### Yapılacak iş
Aşağıdaki okuma parçasında "11:16 Pavlus bütün" ile "verilmediğini öne sürer." arasında kalan bölümü, her iki uç da dahil olmak üzere aynen yazın.

D. Pavlus’un Mesih Uğruna Çektiği Elemlerin Elçiliğini Kanıtlaması (11:16-33)
11:16 Pavlus bütün bunları söylerken, kimsenin kendisini övünen bir akılsız sanmasını istemez. Ancak bunu yapma konusunda ısrar ederlerse, o durumda onu akılsız biri gibi kabul etsinler de o da biraz daha övünsün.
Bu ayetin son kısmındaki “de” sözcüğüne dikkat edin: “Ben de biraz övüneyim!” Bu sözcük gerçekten önemlidir. Sahte öğretmenler övünüp duruyorlardı. Pavlus aslında şöyle diyor: “Beni akılsız biri gibi algılamak zorunda bile kalsanız, –ki değilim– o zaman bile beni kabul edin ki, ben de diğer kişiler gibi biraz övünebileyim.”
11:17 Bu ayetin mümkün olabilecek iki yorumu vardır. Kimi, Pavlus’un burada söylediklerinin, –ki bu gerçekten esinlenmiştir– Rab’bin buyruğuyla ona verilmediğini öne sürer.

### Verilen bilgiler
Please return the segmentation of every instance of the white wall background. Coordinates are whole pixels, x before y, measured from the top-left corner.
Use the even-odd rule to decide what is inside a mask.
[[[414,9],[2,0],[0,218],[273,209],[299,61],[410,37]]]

### Nihai sonuç
11:16 Pavlus bütün bunları söylerken, kimsenin kendisini övünen bir akılsız sanmasını istemez. Ancak bunu yapma konusunda ısrar ederlerse, o durumda onu akılsız biri gibi kabul etsinler de o da biraz daha övünsün.
Bu ayetin son kısmındaki “de” sözcüğüne dikkat edin: “Ben de biraz övüneyim!” Bu sözcük gerçekten önemlidir. Sahte öğretmenler övünüp duruyorlardı. Pavlus aslında şöyle diyor: “Beni akılsız biri gibi algılamak zorunda bile kalsanız, –ki değilim– o zaman bile beni kabul edin ki, ben de diğer kişiler gibi biraz övünebileyim.”
11:17 Bu ayetin mümkün olabilecek iki yorumu vardır. Kimi, Pavlus’un burada söylediklerinin, –ki bu gerçekten esinlenmiştir– Rab’bin buyruğuyla ona verilmediğini öne sürer.